What to produce: Each entry below should be returned exactly as is, with the pictures removed.

Dataset extract:
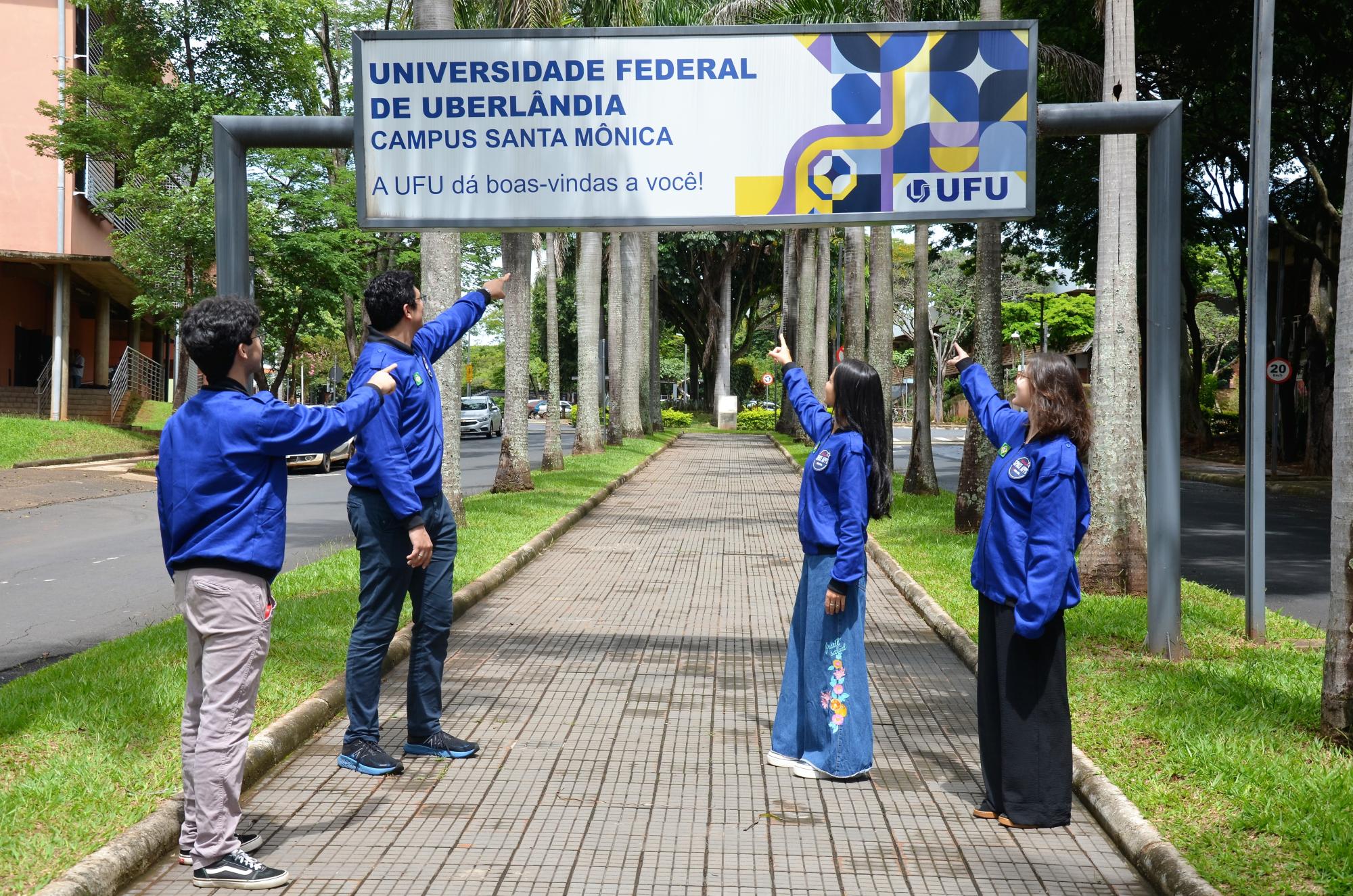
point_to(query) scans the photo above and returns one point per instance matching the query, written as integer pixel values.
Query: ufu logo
(953, 189)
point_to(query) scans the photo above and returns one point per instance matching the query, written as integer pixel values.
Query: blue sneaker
(369, 758)
(442, 745)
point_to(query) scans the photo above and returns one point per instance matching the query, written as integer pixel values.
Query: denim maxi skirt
(823, 716)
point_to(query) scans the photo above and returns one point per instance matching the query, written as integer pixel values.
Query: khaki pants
(229, 619)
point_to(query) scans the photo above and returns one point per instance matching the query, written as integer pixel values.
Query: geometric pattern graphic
(911, 103)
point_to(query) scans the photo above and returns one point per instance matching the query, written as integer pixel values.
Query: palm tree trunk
(631, 274)
(881, 317)
(656, 336)
(513, 461)
(1337, 693)
(646, 285)
(554, 456)
(789, 324)
(615, 341)
(1114, 552)
(979, 452)
(823, 319)
(806, 348)
(588, 439)
(921, 466)
(854, 336)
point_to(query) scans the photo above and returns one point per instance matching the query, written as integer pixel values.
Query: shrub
(757, 420)
(677, 419)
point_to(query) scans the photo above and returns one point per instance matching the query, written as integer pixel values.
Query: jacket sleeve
(1051, 551)
(293, 429)
(815, 419)
(390, 466)
(440, 335)
(994, 412)
(852, 520)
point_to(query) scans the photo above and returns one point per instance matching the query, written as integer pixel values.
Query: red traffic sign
(1279, 370)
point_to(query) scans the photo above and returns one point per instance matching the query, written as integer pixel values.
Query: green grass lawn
(90, 745)
(1220, 751)
(33, 439)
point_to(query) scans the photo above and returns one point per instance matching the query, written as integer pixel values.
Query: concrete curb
(1155, 857)
(116, 865)
(67, 462)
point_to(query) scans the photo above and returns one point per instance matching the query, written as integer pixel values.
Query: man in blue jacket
(405, 529)
(223, 500)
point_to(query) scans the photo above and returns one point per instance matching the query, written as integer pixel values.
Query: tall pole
(1256, 412)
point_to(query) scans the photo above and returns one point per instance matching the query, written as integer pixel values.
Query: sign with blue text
(711, 128)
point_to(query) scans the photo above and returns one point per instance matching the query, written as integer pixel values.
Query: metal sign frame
(726, 222)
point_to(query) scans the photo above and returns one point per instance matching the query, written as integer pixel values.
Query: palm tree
(881, 316)
(615, 340)
(513, 461)
(921, 466)
(789, 312)
(588, 438)
(554, 456)
(1337, 693)
(854, 301)
(823, 319)
(1113, 555)
(440, 258)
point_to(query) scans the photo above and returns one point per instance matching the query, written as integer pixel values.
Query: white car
(481, 417)
(324, 462)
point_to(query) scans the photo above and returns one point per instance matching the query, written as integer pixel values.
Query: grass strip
(25, 439)
(1221, 751)
(91, 745)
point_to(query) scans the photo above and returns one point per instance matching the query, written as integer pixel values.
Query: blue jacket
(401, 450)
(1038, 508)
(834, 498)
(223, 473)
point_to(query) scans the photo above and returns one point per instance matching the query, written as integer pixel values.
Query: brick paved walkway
(623, 688)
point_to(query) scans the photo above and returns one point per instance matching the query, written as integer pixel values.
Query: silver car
(481, 417)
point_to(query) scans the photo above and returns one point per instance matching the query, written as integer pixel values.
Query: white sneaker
(806, 770)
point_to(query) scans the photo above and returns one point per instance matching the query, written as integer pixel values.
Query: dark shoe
(1006, 822)
(240, 870)
(248, 842)
(369, 758)
(442, 745)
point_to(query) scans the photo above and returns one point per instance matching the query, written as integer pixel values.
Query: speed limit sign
(1279, 370)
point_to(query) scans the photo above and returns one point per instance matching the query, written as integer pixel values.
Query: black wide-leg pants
(1024, 719)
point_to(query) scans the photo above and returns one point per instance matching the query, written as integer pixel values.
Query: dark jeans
(1024, 717)
(386, 577)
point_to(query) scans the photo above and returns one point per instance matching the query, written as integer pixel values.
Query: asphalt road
(1213, 534)
(81, 573)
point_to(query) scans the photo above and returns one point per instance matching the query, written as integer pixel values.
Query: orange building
(60, 291)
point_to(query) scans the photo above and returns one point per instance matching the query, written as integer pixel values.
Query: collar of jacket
(227, 386)
(377, 336)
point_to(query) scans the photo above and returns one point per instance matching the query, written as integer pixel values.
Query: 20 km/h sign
(712, 128)
(1279, 370)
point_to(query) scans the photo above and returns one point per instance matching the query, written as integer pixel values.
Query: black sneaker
(248, 842)
(442, 745)
(240, 870)
(369, 758)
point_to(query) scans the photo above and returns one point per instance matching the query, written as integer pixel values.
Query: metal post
(1164, 122)
(1256, 412)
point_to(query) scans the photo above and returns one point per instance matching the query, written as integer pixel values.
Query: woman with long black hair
(823, 724)
(1038, 508)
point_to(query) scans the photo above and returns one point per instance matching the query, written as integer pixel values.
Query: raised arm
(996, 416)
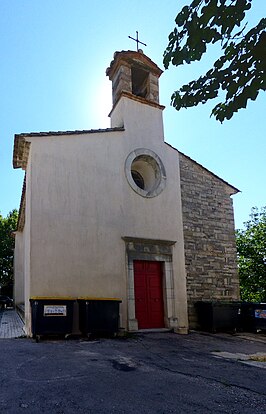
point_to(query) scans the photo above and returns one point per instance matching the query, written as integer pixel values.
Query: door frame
(151, 250)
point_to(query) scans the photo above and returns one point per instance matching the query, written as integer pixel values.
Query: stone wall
(210, 250)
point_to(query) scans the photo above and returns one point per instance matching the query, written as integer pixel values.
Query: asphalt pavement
(145, 373)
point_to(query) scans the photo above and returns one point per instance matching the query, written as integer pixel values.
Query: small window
(139, 82)
(138, 179)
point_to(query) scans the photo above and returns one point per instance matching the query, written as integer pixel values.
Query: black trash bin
(51, 316)
(219, 316)
(253, 316)
(99, 316)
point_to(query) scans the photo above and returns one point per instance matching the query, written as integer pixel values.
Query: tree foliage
(251, 247)
(240, 71)
(7, 243)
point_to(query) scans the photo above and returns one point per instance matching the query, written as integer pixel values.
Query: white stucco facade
(81, 215)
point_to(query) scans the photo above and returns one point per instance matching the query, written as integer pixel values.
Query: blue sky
(54, 54)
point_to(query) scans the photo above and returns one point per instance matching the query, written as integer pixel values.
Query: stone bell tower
(134, 76)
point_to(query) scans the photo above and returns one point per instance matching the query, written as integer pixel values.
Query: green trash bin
(253, 316)
(51, 316)
(219, 316)
(99, 316)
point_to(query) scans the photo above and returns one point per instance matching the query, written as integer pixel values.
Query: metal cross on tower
(137, 40)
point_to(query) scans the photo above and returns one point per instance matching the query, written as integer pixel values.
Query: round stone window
(145, 172)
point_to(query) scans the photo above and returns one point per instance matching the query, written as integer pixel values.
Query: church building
(119, 213)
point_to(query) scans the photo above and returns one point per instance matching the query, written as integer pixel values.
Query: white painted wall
(79, 205)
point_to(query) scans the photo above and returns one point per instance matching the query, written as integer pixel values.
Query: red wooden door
(149, 307)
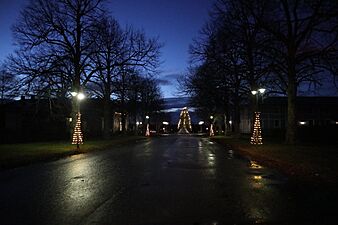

Reply:
point_to(query) scans the photo above and returns one point per instance matching the query, written as integer pixel values.
Query: ufu logo
(953, 189)
point_to(query) scans the photo above and returns one point per instance matching the query, written as integer pixel values.
Query: blue sneaker
(369, 758)
(442, 745)
point_to(query) scans the photo above and returns one point per instance matching the query, written as integer pixel values.
Query: denim maxi skirt
(823, 716)
point_to(query) scans the photo above and returns one point per instance matching the query, written as integer pixel values.
Query: khaki pants
(229, 619)
point_to(query) scans the photo above and returns one point per instance matching the query, written as integer pixel values.
Query: geometric pattern graphic
(911, 103)
point_to(query) scans the photo above and returns one point per instance matching the query, written as integer pixel values.
Query: palm tree trunk
(631, 274)
(881, 317)
(656, 336)
(513, 461)
(1337, 693)
(646, 285)
(554, 456)
(789, 324)
(615, 341)
(1114, 552)
(979, 452)
(823, 319)
(806, 348)
(588, 439)
(921, 466)
(854, 336)
point_to(query) scans the photo above and returns one point per instance matching the query, written as integer pixel values.
Query: shrub
(757, 420)
(677, 419)
point_to(query) scans the photo above and returns one point per instance matching the query, written as integer pixel values.
Query: jacket sleeve
(1051, 551)
(293, 429)
(815, 419)
(390, 466)
(440, 335)
(994, 412)
(852, 520)
point_to(query) scans the photo above and returns one point per instance matching the query, written as integer pixel values.
Query: red traffic sign
(1279, 370)
point_to(query) scans the photo above and returns one point per instance matching the query, written as integer pixel values.
Query: green grass lawn
(90, 745)
(1220, 751)
(33, 439)
point_to(query) scans the photo above and returns one point per instance matching the query, written as integer pixel values.
Query: concrete curb
(1155, 857)
(116, 865)
(67, 462)
point_to(query) scans the photo above and returns one point per instance matching the query, written as integer pixel values.
Query: man in blue jacket
(405, 529)
(223, 500)
point_to(query) scans the photo above and returns one point per instance matching the query, written as integer pixel values.
Query: tall pole
(1256, 412)
point_to(query) scans the photo above and returns one point per instance matching the query, written as integer pixel values.
Query: sign with blue text
(711, 128)
point_to(query) scans the photo above and returns one point per instance matching the query, written as integer pixel values.
Query: metal sign frame
(726, 222)
point_to(query) scans the photo above and returns one point per instance matching the query, written as integer pixel values.
Query: palm tree
(881, 316)
(615, 340)
(513, 461)
(921, 466)
(789, 312)
(588, 438)
(554, 456)
(1337, 693)
(854, 301)
(823, 319)
(1113, 555)
(440, 258)
point_to(query) scans the photo above and returns one point per instance matching the query, written as integer pixel values.
Query: white car
(481, 417)
(324, 462)
point_to(query) scans the photo above and returns one point per instance matching the query, written as integer pixel values.
Query: grass strip
(25, 439)
(1221, 751)
(91, 745)
point_to(query) scans the photo above and returns one point per instance matching the query, written as integer pixel values.
Query: blue jacket
(401, 450)
(1038, 508)
(834, 498)
(223, 473)
point_to(query) scans the photo above and returns one point per instance matching the query, written as integer pixel values.
Query: brick paved walkway
(623, 688)
point_to(query) scans the photo above and returns one point per instance matching the query, written as integer pixel values.
Query: silver car
(481, 417)
point_to(query) scans the photo above and returns one point per instance matching the query, written as integer pixel values.
Query: white sneaker
(806, 770)
point_to(query) scans the photo above and returns one point per instance matching the query, written as integer pixel values.
Query: dark shoe
(1006, 822)
(240, 870)
(248, 842)
(369, 758)
(442, 745)
point_to(query) scans the photo above and returns one point per instance matching the query, written as integer pixel values.
Query: speed limit sign
(1279, 370)
point_to(query) scans the photo above and returns one point per instance matching the query, written as integer pixel values.
Query: black wide-leg pants
(1024, 719)
point_to(query) scans the photo above and returns one point per instance matching the query, written as integer pixel values.
Query: dark jeans
(1024, 717)
(386, 577)
point_to(query) scans the photo above and returns one point per instance matching the query, written as integer pixel values.
Query: asphalt road
(1213, 534)
(81, 573)
point_to(query) scans the photo above and returns one point per instance matching the query, written as integer pixel values.
Query: orange building
(60, 291)
point_to(query) scans the photo above and returns one point per instance matching the query, written as integer pixel values.
Query: collar of jacket
(227, 386)
(377, 336)
point_to(query) scans the photo above and returns one point per instance matching the query, written as integer pixel values.
Query: 20 km/h sign
(712, 128)
(1279, 370)
point_to(query) scans the photo above and returns one point per instance matching the query, written as integer pixel values.
Query: black sneaker
(248, 842)
(442, 745)
(240, 870)
(369, 758)
point_to(query) scans the photo above and returns one point per instance matching the query, written as integer pixel values.
Query: metal post
(1164, 122)
(1256, 412)
point_to(query) scans the photo above and returns one point per instance matching the query, written as integer pixel values.
Query: woman with long black hair
(823, 724)
(1038, 508)
point_to(query) scans the photo above and returns one point per instance matching the query, written as integer pixel values.
Query: raised arm
(996, 416)
point_to(query) scans the photo above and returns one point per instance matching the query, written as integer pixel values.
Query: door frame
(151, 250)
point_to(query) scans the photo above and returns one point per instance matching the query, written as integer pixel values.
Query: stone wall
(210, 250)
point_to(query) scans the photo above and returns one point per instance matching the query, written as integer pixel values.
Query: asphalt pavement
(145, 373)
point_to(query) scans the photo above and returns one point per instance matching the query, written as integer pixel values.
Query: small window
(139, 82)
(138, 179)
point_to(query) scans the photo above and returns one point per instance matching the query, written as integer pixel values.
Query: black trash bin
(51, 316)
(219, 316)
(253, 316)
(99, 316)
point_to(query) scans the photo above and returns one point per instance matching the query, written as integer pixel values.
Query: tree foliage
(251, 247)
(240, 71)
(7, 243)
point_to(query) scans the photo above and returns one point per instance matching the query, written as integer pixel values.
Query: white stucco facade
(81, 215)
point_to(query) scans the photo above and returns one point per instance matching the query, written as integer pixel values.
Query: blue sky
(54, 54)
point_to(query) scans the photo above and returns one point per instance matching the query, written as integer pixel values.
Query: stone bell tower
(134, 76)
point_to(query) scans the photo above and returns one point per instance matching the query, written as integer pixel values.
Query: green trash bin
(253, 316)
(51, 316)
(219, 316)
(99, 316)
point_to(query) scans the photo above and returns one point per instance matching the query, written as integer pixel values.
Query: metal cross on tower
(137, 40)
point_to(query) scans the photo above and returns one point per instance matching the query, written as integer pixel values.
Query: round stone window
(145, 172)
point_to(query) scans the photo above and returns one point per instance matching the query, written as integer pixel values.
Query: church building
(119, 213)
point_to(query) scans the photo above and returns one point per instance matching the query, written as integer pixel values.
Query: white painted wall
(79, 205)
point_to(query) scans the photo above and returns one point per instance matching the query, written as integer pixel values.
Query: red wooden door
(149, 307)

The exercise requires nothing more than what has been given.